Data entries:
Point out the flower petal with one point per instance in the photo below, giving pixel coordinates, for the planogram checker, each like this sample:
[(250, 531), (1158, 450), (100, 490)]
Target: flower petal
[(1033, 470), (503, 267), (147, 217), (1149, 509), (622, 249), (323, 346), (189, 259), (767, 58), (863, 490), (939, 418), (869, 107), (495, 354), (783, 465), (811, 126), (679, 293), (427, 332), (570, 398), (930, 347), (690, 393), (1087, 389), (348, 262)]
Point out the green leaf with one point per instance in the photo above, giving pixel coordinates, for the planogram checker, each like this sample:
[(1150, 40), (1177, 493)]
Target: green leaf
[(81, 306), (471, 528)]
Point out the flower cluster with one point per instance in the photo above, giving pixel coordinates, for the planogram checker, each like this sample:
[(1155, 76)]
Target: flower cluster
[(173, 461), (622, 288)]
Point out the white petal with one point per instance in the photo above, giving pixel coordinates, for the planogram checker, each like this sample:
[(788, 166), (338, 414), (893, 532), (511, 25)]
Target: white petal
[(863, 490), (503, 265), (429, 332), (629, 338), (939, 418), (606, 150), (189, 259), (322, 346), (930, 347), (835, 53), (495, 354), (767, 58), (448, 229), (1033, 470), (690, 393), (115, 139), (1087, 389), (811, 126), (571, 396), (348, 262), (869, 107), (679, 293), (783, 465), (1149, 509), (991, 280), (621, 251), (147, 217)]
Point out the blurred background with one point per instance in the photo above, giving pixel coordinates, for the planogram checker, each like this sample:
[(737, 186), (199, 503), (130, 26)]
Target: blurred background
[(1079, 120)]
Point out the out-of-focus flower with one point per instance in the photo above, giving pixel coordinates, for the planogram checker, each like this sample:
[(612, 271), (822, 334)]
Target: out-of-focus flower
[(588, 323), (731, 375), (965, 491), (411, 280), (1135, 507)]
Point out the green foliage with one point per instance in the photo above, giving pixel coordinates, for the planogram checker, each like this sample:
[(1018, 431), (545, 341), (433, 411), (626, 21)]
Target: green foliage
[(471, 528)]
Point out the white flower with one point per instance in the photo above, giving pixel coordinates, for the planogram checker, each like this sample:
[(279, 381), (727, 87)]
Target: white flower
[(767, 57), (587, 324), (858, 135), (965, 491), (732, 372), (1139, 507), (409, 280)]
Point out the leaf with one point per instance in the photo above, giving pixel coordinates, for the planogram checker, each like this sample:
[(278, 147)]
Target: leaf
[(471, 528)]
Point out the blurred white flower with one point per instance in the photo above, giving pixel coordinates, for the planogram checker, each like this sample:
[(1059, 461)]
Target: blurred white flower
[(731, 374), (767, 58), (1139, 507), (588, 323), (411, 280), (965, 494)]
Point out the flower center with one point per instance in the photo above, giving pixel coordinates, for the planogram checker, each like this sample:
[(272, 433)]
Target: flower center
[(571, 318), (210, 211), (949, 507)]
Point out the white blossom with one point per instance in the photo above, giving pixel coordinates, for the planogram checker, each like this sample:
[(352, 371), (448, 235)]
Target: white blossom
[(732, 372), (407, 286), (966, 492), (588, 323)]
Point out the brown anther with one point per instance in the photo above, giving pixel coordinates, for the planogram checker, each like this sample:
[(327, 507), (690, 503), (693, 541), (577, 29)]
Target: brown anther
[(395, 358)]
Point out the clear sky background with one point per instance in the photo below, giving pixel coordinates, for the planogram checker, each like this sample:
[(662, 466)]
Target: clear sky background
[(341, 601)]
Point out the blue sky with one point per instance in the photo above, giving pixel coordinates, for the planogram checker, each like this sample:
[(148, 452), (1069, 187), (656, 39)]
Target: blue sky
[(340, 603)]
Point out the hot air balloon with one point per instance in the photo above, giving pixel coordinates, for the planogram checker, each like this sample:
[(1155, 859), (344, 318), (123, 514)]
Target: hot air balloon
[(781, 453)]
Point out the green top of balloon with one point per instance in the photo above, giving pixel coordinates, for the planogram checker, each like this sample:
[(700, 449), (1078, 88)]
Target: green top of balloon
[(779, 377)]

TASK OBJECTIVE »
Every line in the entries above that has the word "below" should be identified and copied.

ANSWER TO THE EXERCISE »
Point out the flower petal with one point per instance in the photo below, giving pixel coordinates, for the planogram checker, each like this sample:
Point out the clear sky background with one point per instance in the photo below, giving pixel coordinates, for the planogram checker, each like this sample:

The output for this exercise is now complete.